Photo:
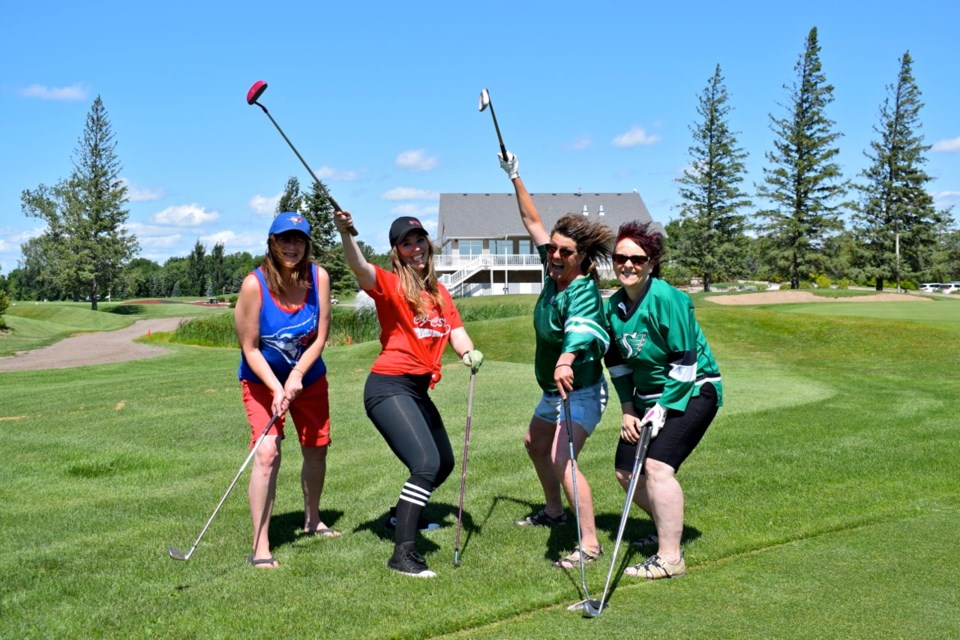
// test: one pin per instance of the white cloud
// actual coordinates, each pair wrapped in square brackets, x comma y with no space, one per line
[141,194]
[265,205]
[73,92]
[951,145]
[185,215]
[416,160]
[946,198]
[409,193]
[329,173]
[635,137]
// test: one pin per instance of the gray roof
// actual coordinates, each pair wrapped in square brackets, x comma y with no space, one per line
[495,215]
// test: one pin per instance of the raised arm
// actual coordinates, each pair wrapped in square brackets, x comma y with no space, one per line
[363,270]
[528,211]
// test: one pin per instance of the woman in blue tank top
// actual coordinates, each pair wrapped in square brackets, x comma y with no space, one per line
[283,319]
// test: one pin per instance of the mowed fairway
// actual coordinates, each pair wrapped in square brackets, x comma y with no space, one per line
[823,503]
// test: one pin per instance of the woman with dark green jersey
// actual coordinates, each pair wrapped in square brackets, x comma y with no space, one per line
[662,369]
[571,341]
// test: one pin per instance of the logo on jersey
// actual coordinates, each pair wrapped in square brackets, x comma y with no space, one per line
...
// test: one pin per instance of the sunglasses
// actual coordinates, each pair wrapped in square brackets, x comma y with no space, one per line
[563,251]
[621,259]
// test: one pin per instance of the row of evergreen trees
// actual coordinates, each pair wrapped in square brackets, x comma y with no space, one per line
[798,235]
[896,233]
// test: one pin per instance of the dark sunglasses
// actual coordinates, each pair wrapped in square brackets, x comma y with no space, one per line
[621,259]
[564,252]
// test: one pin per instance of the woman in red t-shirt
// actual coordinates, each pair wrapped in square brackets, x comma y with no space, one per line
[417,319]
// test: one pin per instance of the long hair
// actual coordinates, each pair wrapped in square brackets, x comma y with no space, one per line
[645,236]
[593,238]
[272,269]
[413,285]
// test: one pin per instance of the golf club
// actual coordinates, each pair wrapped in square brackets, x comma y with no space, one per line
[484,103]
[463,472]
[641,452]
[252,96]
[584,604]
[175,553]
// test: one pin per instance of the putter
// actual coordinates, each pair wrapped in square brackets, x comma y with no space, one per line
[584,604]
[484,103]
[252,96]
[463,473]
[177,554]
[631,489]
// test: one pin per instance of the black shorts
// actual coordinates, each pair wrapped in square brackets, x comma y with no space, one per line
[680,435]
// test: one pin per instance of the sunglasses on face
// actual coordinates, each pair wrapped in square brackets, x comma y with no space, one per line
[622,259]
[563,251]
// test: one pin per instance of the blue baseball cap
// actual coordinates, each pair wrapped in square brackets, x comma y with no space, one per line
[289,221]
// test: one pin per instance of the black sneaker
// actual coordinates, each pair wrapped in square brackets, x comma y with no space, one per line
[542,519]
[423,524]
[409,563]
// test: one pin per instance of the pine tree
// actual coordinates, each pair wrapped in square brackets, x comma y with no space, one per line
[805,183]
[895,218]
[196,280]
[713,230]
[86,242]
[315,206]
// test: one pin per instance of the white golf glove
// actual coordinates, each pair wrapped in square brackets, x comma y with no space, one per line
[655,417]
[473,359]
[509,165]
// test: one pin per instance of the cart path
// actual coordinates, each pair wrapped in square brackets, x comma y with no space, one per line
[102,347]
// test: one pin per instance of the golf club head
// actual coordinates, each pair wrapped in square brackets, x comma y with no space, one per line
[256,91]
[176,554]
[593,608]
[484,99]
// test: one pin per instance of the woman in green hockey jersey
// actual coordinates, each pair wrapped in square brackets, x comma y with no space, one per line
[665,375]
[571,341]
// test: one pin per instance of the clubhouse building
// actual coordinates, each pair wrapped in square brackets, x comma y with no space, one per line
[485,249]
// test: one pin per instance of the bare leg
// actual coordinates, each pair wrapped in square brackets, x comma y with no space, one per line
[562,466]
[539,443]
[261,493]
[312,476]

Task prompt: List every line of the items above that contains the word "black", and please treat uppercase and lowercase as different.

Task output:
// test: one pin per instance of the black shorts
// test: one pin per instance of the black sneaker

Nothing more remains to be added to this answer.